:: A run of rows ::

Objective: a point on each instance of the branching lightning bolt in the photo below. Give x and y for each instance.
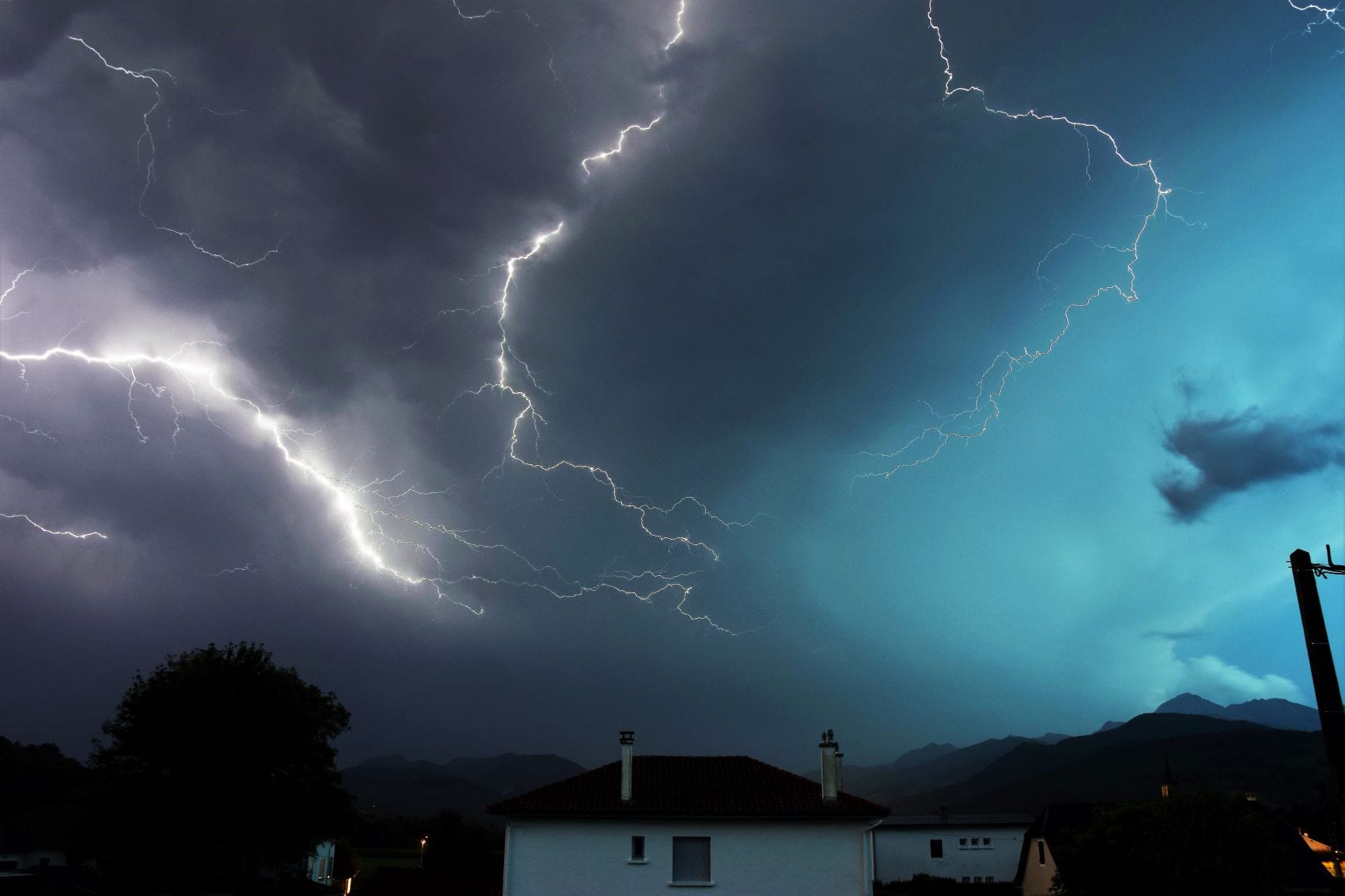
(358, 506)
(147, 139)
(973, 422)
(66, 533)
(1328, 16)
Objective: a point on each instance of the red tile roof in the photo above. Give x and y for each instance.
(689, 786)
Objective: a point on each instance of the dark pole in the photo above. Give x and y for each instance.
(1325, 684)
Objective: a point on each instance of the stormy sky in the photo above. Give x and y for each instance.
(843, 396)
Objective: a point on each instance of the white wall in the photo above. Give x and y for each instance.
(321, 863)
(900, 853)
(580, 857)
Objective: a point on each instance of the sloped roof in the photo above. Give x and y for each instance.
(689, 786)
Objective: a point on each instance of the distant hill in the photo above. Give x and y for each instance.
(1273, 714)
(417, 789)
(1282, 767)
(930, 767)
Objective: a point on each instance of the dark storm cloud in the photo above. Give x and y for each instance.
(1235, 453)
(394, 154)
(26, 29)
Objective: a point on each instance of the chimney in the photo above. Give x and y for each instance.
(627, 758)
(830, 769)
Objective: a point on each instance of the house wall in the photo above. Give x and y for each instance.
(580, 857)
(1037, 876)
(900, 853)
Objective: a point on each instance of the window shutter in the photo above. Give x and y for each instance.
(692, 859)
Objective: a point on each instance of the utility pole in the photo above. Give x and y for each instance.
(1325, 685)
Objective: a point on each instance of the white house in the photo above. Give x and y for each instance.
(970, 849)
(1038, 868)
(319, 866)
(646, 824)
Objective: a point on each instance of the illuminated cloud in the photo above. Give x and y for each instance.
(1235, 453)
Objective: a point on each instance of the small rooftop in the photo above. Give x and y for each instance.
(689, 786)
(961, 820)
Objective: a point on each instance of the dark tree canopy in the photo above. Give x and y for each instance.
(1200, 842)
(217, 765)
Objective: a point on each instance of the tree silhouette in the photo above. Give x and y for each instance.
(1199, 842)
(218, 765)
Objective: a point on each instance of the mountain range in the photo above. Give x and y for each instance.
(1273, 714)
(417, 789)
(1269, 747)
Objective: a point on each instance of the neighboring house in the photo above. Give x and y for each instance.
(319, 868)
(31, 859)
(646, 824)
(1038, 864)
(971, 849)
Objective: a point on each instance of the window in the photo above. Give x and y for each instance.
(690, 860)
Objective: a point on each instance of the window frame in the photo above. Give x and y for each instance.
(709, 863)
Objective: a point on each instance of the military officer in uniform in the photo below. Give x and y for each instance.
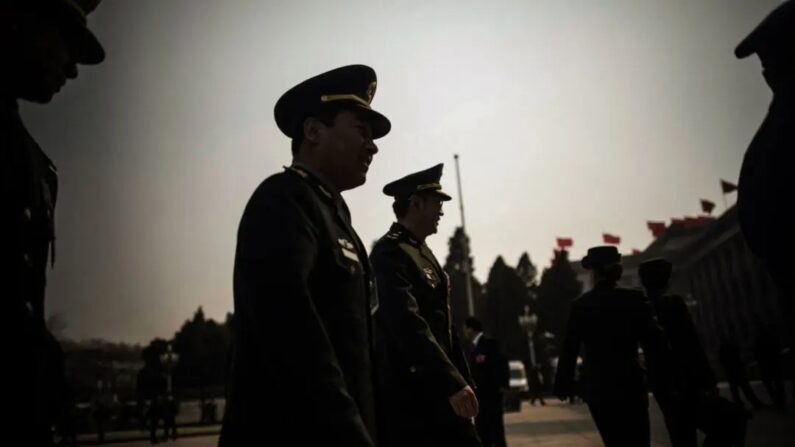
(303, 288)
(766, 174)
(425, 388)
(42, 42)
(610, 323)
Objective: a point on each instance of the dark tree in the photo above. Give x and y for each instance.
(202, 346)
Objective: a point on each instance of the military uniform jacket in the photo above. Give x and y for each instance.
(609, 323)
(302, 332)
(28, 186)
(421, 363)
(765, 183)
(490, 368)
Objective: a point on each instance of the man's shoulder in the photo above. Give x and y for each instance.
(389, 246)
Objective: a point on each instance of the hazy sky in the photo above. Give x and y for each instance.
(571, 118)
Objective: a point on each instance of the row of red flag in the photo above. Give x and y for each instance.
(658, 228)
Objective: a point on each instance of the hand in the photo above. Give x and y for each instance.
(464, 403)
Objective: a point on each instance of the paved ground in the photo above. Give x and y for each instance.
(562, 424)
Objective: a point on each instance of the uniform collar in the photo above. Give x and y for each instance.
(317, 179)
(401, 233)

:: Short exercise ::
Please recast all the rows above as a numbered list, leaving out blank lines and the pictures.

:: Complete answer ::
1. Objective: a point on each instance of the branching lightning bolt in the photo below. Give x and y for each instance.
2. (358, 506)
3. (147, 139)
4. (973, 422)
5. (66, 533)
6. (1328, 16)
7. Objective: a point on each instance of the red tile roof in the photo above. Give x and y for each instance.
8. (689, 786)
9. Objective: a point on each instance of the dark pole in the photo above. Give x and y for each instance.
10. (1325, 684)
11. Objective: a point on each instance of the stormy sky in the photo above. Give x and y for each instance.
12. (843, 396)
13. Objective: a point on each instance of the white wall in the photo above. Give x and y for each instance.
14. (321, 863)
15. (900, 853)
16. (580, 857)
17. Objective: a point on each instance of the sloped roof in the photo above. Give x and y for each instance.
18. (689, 786)
19. Objective: a point on each instance of the distant hill in the photo above. Give x and y for each instance.
20. (1273, 714)
21. (417, 789)
22. (1282, 767)
23. (930, 767)
24. Objective: a point on each instance of the dark storm cloud in the photo above. Give x and y for each instance.
25. (1235, 453)
26. (394, 154)
27. (26, 29)
28. Objective: a point on each instance of the chimney in the photo above. Give x and y for each instance.
29. (627, 758)
30. (830, 769)
31. Objective: a point on each instance of the house wall in the photo above. Give x and y for each instance.
32. (580, 857)
33. (1037, 876)
34. (900, 853)
35. Objective: a point on each instance of the window shutter in the photo above. Give x and y for each instance.
36. (692, 859)
37. Objective: a point on each instance of the utility pole in the photo above. Give x and y for each instance.
38. (1325, 685)
39. Objective: a point on each instance of the white house in the photo above. Give x and y for each instance.
40. (970, 849)
41. (1038, 868)
42. (319, 866)
43. (646, 824)
44. Objective: a point on each instance of the illuminated cloud in the photo above. Give x and y for each instance.
45. (1235, 453)
46. Objective: a point on each instance of the small rooftop in the photo above. Give x and y for each instance.
47. (689, 786)
48. (961, 820)
49. Objective: a point on each instance of the dark tree canopy in the photo above. Give x and y for each instance.
50. (1200, 842)
51. (217, 765)
52. Objective: a point on each instance of the tree silhouette in the photo above. Give x and y for each instance.
53. (1199, 842)
54. (218, 765)
55. Objective: a point on each instance of the mountain range in the photo above. Give x and y for each instance.
56. (1273, 714)
57. (417, 789)
58. (1269, 747)
59. Objective: a point on each instance of the neighboring house in the photo above. Give x and y for each instance.
60. (319, 868)
61. (31, 859)
62. (646, 824)
63. (1038, 864)
64. (971, 849)
65. Objective: a point on each instance of the window in the photo above. Give x and y for each instance.
66. (690, 860)
67. Objective: a point on each instance of the window frame in the photo above. Give x and y for each instance.
68. (709, 863)
69. Objective: a point on each instance of the military officer in uniform in the photo below. Give x and y for each instance.
70. (303, 288)
71. (766, 174)
72. (425, 388)
73. (42, 42)
74. (610, 323)
75. Objective: a point on each instance of the dark tree in the photo above. Give x and y for each instance.
76. (202, 346)
77. Objective: a point on each instance of the military uniform jacket in the photo above. Give x and y for each instance.
78. (609, 323)
79. (302, 332)
80. (28, 186)
81. (421, 363)
82. (765, 183)
83. (490, 368)
84. Objective: a point on each instance of the man's shoulder in the photo above. Give x and y for each instance.
85. (389, 246)
86. Objective: a point on each instance of the hazy sky in the photo above. Give x and y for each instance.
87. (571, 118)
88. Objective: a point on each instance of the row of red flag in the photo above. Give x and y for each instance.
89. (658, 228)
90. Objective: a point on each instance of the hand in the photo above. Give x and y for each instance.
91. (464, 403)
92. Objective: a point on each instance of the paved ground in the photo above. Give x and y for each instance.
93. (562, 424)
94. Objective: a point on each instance of the uniform collar in the photo above. Give x and y for each instance.
95. (317, 179)
96. (401, 233)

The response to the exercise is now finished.